§ **AIM OF THE TASK**
Express the lines of the material as a JSON list of strings, one string per line and blank lines omitted, starting with the line that contains "Shelf-audit tool: tag the cobblestone" and continuing through the last line of the material.

(Entries from a dataset)
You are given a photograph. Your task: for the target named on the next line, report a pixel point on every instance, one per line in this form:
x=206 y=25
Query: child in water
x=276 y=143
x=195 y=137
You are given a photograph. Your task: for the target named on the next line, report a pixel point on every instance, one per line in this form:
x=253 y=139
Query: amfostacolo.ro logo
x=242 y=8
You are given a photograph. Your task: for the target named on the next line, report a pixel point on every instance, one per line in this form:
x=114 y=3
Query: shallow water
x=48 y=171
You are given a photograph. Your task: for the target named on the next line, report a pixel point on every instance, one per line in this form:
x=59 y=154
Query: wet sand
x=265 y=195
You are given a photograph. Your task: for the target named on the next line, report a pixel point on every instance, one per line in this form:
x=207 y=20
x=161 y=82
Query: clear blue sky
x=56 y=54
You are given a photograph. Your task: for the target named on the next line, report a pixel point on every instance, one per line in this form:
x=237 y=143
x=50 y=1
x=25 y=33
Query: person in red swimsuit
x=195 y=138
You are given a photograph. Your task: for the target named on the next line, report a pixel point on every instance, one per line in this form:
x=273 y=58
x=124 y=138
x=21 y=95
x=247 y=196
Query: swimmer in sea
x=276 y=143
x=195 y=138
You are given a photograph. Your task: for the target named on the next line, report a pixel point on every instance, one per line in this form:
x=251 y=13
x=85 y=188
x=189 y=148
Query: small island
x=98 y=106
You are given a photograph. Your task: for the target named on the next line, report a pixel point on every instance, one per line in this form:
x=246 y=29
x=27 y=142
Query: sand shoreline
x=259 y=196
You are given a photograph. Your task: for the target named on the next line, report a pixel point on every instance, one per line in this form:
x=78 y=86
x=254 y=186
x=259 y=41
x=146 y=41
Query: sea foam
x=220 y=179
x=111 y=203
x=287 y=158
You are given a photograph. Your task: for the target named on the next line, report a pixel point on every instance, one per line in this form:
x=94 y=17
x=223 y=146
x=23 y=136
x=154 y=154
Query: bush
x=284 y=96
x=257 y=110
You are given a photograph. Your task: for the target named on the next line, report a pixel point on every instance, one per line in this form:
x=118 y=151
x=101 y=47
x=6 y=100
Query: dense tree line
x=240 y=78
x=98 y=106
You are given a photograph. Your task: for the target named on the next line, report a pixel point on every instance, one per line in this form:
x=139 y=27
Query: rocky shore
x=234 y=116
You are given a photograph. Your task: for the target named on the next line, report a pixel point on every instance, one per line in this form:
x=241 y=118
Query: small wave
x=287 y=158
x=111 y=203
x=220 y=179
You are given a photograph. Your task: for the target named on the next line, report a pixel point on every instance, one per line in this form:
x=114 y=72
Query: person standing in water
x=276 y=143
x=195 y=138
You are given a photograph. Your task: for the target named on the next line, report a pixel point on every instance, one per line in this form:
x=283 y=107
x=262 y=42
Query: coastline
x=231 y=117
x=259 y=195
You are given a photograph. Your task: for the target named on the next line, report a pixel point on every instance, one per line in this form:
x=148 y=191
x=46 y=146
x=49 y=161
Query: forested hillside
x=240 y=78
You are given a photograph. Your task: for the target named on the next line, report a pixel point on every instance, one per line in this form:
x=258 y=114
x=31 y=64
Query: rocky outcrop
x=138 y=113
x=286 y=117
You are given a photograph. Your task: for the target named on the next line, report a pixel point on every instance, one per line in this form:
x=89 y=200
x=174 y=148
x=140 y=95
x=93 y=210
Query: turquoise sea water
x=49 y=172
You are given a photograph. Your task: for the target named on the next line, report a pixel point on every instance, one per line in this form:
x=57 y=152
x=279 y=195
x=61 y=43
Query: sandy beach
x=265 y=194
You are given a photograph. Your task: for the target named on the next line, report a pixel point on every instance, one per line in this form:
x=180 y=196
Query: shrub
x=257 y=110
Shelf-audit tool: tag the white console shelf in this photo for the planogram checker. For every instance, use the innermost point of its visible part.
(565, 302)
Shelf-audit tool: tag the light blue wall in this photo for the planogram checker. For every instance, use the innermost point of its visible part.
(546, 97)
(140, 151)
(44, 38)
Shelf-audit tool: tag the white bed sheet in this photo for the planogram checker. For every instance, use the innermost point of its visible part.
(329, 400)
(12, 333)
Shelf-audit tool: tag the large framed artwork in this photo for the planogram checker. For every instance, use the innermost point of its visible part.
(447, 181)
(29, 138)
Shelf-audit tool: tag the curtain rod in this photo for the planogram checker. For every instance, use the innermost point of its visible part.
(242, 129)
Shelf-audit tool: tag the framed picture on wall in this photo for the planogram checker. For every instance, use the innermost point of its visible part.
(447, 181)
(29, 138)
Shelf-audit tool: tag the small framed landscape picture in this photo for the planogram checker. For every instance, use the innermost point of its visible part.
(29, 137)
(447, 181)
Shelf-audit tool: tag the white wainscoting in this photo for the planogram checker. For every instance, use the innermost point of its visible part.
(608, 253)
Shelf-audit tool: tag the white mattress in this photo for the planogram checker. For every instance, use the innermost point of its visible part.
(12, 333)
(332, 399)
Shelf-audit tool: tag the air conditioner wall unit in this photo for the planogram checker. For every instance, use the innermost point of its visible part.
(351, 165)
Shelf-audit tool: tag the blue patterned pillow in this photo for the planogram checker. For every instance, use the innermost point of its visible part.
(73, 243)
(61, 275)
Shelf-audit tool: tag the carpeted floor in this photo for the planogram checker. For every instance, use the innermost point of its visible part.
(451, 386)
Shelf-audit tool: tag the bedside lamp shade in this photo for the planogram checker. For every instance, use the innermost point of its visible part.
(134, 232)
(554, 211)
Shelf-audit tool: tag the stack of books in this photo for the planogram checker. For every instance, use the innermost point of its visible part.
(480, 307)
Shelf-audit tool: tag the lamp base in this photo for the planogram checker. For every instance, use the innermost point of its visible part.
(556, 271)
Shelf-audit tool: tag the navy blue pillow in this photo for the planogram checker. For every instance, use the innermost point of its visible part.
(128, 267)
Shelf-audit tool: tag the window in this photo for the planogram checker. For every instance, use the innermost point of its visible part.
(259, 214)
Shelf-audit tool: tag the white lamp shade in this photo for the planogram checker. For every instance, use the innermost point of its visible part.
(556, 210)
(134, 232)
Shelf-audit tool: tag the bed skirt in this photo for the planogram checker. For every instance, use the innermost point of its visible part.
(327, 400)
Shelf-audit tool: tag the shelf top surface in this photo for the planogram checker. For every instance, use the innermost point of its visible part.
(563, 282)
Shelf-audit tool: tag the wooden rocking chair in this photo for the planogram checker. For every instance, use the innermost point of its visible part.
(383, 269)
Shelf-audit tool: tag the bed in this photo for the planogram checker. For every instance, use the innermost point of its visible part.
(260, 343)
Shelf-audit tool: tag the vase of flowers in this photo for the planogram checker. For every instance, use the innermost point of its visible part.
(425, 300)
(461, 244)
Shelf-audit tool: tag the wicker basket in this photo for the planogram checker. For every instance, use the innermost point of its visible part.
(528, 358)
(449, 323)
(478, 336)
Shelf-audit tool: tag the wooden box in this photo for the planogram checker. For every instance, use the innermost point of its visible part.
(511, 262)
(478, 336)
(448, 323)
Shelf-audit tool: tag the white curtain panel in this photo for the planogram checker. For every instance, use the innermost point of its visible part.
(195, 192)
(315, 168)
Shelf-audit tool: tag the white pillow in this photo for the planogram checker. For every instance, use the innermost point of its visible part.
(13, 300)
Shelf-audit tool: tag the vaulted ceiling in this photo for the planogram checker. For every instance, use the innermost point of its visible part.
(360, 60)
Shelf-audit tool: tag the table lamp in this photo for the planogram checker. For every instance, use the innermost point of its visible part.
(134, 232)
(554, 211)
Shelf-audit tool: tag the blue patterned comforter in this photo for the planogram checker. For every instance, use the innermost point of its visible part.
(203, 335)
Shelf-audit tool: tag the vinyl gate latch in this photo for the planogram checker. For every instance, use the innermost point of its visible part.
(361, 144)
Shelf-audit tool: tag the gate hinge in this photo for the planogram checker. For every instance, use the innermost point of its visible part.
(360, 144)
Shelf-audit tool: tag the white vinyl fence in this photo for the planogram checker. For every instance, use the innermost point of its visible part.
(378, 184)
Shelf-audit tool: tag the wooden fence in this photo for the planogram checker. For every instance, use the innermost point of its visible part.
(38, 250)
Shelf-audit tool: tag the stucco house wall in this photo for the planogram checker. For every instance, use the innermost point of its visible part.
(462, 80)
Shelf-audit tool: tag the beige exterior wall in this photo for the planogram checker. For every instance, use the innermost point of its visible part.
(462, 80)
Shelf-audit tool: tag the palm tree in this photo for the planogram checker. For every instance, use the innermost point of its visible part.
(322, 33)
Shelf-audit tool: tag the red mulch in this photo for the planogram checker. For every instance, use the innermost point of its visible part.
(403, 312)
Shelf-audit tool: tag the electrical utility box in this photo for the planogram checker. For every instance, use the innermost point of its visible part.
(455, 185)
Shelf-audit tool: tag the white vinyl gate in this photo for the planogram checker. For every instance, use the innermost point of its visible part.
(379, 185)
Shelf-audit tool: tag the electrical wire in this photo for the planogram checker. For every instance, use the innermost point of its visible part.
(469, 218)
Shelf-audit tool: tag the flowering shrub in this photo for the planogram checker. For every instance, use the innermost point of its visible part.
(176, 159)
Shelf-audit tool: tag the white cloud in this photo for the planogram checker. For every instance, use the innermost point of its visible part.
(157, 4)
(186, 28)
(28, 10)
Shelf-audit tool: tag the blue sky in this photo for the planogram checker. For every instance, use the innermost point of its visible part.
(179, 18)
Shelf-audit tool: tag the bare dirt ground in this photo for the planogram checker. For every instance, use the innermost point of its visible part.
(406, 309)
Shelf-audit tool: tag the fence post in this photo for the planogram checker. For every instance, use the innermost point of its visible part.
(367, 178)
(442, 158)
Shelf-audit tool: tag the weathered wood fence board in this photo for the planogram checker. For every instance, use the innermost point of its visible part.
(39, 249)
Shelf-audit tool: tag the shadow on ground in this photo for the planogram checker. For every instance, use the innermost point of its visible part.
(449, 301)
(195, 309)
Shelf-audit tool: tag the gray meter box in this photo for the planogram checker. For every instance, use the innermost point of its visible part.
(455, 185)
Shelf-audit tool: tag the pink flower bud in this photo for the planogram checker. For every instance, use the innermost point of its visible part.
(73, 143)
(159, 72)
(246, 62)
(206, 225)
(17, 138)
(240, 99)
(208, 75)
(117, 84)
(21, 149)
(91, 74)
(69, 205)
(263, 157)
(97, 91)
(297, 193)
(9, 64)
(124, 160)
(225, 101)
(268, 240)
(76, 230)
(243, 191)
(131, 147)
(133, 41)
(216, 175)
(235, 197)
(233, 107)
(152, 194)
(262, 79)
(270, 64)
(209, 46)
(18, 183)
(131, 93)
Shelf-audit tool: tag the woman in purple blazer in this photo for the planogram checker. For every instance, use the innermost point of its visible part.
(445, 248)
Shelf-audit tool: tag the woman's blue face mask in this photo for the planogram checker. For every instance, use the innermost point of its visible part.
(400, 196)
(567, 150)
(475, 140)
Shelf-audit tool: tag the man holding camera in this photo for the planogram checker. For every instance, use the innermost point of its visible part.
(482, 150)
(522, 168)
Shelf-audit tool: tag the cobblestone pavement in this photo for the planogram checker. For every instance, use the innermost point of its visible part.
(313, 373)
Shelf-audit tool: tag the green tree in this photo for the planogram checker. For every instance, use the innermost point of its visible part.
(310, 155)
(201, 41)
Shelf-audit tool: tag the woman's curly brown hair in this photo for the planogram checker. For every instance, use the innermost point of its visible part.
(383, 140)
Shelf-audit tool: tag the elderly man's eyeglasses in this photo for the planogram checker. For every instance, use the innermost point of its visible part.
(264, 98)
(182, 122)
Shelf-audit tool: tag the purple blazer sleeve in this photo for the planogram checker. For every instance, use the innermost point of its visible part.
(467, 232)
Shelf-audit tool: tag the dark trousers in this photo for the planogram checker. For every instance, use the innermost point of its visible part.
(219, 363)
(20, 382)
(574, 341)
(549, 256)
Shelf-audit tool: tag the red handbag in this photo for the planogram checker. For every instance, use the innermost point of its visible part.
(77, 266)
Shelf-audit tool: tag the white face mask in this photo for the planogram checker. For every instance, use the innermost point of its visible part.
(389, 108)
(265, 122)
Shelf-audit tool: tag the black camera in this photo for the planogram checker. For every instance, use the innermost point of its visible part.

§ **SOLVED PROBLEM**
[
  "Shelf-audit tool: tag the cobblestone pavement in this photo for the planogram checker. For every instance, use the innermost point of its visible part.",
  "(313, 373)",
  "Shelf-audit tool: tag the green tree in this photo for the planogram checker. For every instance, use the innermost point of its visible part.",
  "(310, 155)",
  "(201, 41)",
  "Shelf-audit tool: tag the woman's curly brown hair in this photo for the planogram checker. For every instance, use the innermost point of its visible part.",
  "(383, 140)",
  "Shelf-audit tool: tag the elderly man's eyeglasses in this photo for the planogram checker. For every instance, use the innermost point of its visible part.",
  "(264, 98)",
  "(182, 122)",
  "Shelf-audit tool: tag the purple blazer sleeve in this photo for the planogram checker. For every instance, use the innermost point of its visible part.",
  "(467, 232)",
  "Shelf-audit tool: tag the dark trousers in this photo for the planogram checker. For every instance, use the innermost point of its visible part.",
  "(219, 363)",
  "(20, 382)",
  "(574, 341)",
  "(549, 256)",
  "Shelf-audit tool: tag the red handbag in this photo for the planogram checker. For every instance, use the innermost point of its visible part.",
  "(77, 266)",
  "Shelf-audit tool: tag the white face mask in this photo for the planogram checker. For every instance, use the innermost point of its visible part.",
  "(389, 108)",
  "(265, 122)",
  "Shelf-audit tool: tag the black camera in this photo for the planogram checker. For every instance, use the innermost point of its visible part."
]